Stated problem:
List every line in the records below that contains the word "Trace".
## START Provided information
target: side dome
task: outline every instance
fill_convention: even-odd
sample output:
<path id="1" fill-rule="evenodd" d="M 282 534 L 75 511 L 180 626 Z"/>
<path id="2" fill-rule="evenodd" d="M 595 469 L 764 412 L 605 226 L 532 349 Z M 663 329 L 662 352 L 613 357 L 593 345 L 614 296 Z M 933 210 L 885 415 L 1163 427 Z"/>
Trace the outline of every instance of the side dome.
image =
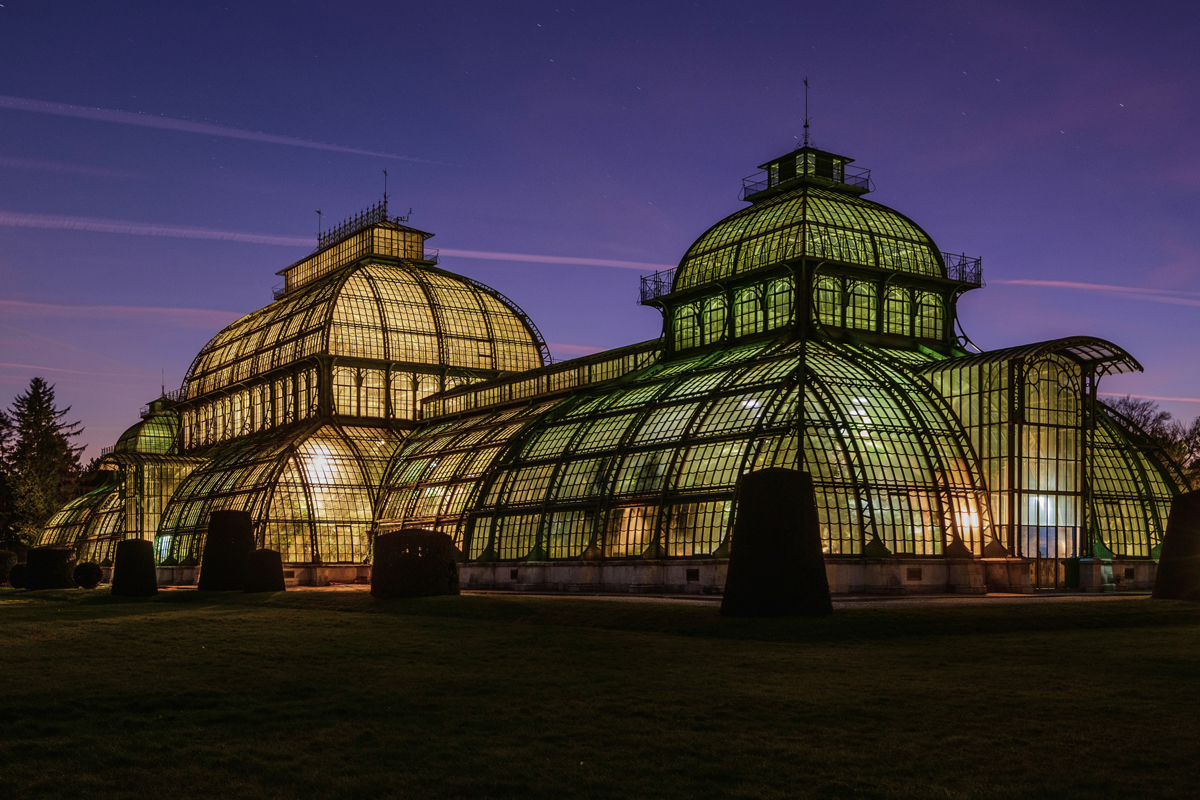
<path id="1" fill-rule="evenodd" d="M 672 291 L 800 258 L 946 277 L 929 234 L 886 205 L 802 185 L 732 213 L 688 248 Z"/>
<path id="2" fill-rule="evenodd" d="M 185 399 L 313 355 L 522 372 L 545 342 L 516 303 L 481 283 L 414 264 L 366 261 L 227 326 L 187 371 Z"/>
## END Provided information
## START Provided information
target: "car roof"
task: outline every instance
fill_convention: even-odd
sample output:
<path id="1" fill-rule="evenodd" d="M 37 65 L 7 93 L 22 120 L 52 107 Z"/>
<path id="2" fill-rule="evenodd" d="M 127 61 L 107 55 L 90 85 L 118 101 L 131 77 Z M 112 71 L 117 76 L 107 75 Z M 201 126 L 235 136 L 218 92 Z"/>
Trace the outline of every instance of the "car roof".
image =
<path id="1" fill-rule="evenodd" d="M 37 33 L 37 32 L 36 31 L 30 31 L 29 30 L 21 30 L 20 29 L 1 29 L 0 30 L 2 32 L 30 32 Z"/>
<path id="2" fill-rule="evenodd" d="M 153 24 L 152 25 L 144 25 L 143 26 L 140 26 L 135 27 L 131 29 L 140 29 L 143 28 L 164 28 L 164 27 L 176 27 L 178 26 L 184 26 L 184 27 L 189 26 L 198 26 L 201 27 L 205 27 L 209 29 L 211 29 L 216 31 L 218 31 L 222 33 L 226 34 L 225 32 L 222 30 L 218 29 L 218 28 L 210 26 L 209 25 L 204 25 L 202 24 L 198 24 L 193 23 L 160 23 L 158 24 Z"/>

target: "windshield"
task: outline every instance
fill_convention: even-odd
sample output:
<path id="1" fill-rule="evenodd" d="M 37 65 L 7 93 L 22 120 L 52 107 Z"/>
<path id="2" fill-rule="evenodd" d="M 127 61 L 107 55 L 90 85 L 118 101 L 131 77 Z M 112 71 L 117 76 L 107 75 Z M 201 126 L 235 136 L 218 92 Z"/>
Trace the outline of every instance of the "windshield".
## END Provided information
Written solution:
Trace the outline of every instance of the side dome.
Trace the outline of every instance of the "car roof".
Trace the outline of every instance of the "windshield".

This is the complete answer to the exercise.